REQUIRED WORK -
1) List the six single hazard types named in the hazard clustering text, each with its abbreviation.
2) Carry the hazard clustering text forward from its last sentence.

TEXT SECTION -

┄┄┄┄┄┄┄┄┄┄┄┄┄┄┄┄┄┄┄┄

Figure 4 Number of events per hazard type and year with the (a) event definition with POT and (b) event definition with HC, for events defined by the 90th percentile (see Sect. 2.2).

5.1 Combination of hazard types

Before analyzing clustering of single hazard types and their combinations, we here explain how the different hazard types are combined. Single hazard types include pluvial flood (PF), mixed flood (MF), fluvial flood (FF), large-scale storm (LS), convective gust (CG), and hail (H). We refer to the combinations between events of different hazard types by abbreviations that combine those of the single hazard types. Therefore, a combination of pluvial floods, convective gusts, and hail, for example, is referred to as PF-CG-H. All combinations between the three flood hazards and the two storm hazards as well as hail are performed. Within the storm and flood hazard types, no combinations are analyzed, since the goal is to investigate the combination of different hazard types.

When events of different hazard types are combined, they again need to be declustered to avoid artificial clustering of events from the same meteorological driver (see Sect. 2.2 for declustering of single hazard types). We perform the following procedure: first, overlaps of events are identified, where only the event with the highest losses is kept. Of the deleted events, however, the type, insured losses, and number of claims are added to the maximum loss event. Keeping all hazard types is important since, thereby, both hazard types can potentially lead to the clustering of multiple hazard types (e.g., if a hail event and convective gust event occur on the same day and another convective gust event occurs within the clustering window, this is defined as a combined cluster of hail and convective gusts only because both types are retained).

5.2 Cluster identification: counting

Figure 5 shows the resulting cluster periods for (a) single and (b) combined extremes for clustering window w=21 and events identified with POT. Clustering is analyzed on the timescale of 21 d since this is a common window for clustering analyses in the field of hydrology and includes hydrologically relevant durations. It furthermore is the longest time period of event identification with HC that we are aware of (see Sect. 2.2.2). It is evident that most clusters occur during MJJA, consistent with the seasonal distribution of the events (see also Fig. 3). These are mainly clusters of multiple hazard types, with the most damaging combination being PF-CG-H, followed by PF-H. This means that the most damaging clusters consist of three hazard types which are registered separately by the insurance company. In winter (DJF), we see a much lower number of clustered events. Predominant in this season are clusters of large-scale storms and FF-LS, which also aligns with the seasonal cycle of these hazard types.

Figure 5 Cluster start by the day of the year (x axis) plotted against the corresponding years (y axis), identified by the counting method with a clustering window w of 21 d for (a) single and (b) combined hazard types (p90, POT method). The size of the circles relates to the loss corresponding to each cluster (normalized).

Throughout the years, we see a peak of clusters during May–August of the early 2000s, which resembles the general pattern of event occurrence. Interestingly, this is not the case for clusters in the winter months. Winter clusters were most frequent, and also most damaging, in the 1990s as well as from 2017 on. Between 2005 and 2018, there were very few clusters of different hazard types in winter, which does not relate to a generally lower event number (cf. Fig. 4). The number of clusters in summer was also quite low in some of those years, e.g., in 2014 and 2015. Seasonal patterns are visible even more clearly with clusters of different hazard types (Fig. 4b) than with single-hazard-type clusters (Fig. 4a). There are almost no clusters between mid-February and mid-April, and similarly very few clusters between the end of September and the end of November. Note, however, that this refers to the cluster start date (e.g., clusters starting in February might contain events in March). Furthermore, it can be seen that many of the single-hazard-type clusters also occur in multi-hazard clusters, particularly the most damaging ones. This shows that many clusters consist of multiple hazard types but also include multiple occurrences of a single hazard type. Note that the number of events is much higher when assessing clustering with multiple hazard types; i.e., naturally, a higher number of clusters can be found.

┄┄┄┄┄┄┄┄┄┄┄┄┄┄┄┄┄┄┄┄

GIVEN ENTRIES -
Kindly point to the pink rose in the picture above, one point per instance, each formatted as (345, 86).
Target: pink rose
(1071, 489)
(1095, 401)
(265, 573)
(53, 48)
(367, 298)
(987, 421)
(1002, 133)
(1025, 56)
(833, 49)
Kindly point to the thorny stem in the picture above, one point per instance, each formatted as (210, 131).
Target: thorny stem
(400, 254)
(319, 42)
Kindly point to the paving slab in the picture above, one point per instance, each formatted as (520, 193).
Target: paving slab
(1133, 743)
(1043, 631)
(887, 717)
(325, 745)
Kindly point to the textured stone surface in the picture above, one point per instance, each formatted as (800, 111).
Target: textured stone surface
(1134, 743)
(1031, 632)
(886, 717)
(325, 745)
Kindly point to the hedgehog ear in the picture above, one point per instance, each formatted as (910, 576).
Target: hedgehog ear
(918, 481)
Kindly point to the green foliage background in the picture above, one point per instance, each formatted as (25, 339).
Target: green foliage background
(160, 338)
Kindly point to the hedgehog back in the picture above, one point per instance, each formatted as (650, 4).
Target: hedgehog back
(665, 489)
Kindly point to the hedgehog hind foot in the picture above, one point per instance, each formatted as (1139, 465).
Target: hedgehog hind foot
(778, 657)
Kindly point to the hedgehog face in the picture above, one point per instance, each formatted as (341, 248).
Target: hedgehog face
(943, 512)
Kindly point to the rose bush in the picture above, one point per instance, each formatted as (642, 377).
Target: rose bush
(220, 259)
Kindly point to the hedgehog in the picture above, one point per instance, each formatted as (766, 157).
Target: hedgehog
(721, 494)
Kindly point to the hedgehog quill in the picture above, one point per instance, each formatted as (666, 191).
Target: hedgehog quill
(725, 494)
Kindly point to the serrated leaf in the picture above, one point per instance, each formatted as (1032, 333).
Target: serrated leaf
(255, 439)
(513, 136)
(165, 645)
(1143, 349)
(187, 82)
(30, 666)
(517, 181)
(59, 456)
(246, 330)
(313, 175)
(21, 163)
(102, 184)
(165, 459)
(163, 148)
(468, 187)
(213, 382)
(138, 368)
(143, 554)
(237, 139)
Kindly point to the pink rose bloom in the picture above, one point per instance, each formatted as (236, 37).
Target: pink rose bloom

┄┄┄┄┄┄┄┄┄┄┄┄┄┄┄┄┄┄┄┄

RESPONSE LIST -
1) pluvial flood (PF), mixed flood (MF), fluvial flood (FF), large-scale storm (LS), convective gust (CG), hail (H)

2)
When events are identified using the HC method, the number of clusters is reduced (not shown), since the number of events is also lower. However, this mainly relates to the least damaging clusters; the most severe clusters are similar to those detected with the POT method. Using the HC method, some additional clusters are detected, such as a mixed flood cluster in 2021 and several multi-hazard clusters in 2001. Hail clusters as well as those clusters leading to the highest cumulative losses when events are identified with HC are most frequent.

These results are tested for robustness by increasing the clustering window w. For w=28 d, for example, the number of clusters is higher in summer and slightly shifted to earlier start dates in winter.

5.3 Clustering assessment: Ripley's K

The number of events influences the degree of clustering in a time series (recall the differences in event numbers between POT and HC; see Fig. 4). Therefore, when applying Ripley's K, the number of events identified by POT for each hazard type is reduced, using a ranking of insured losses, until the number of events identified with HC for that hazard type is reached.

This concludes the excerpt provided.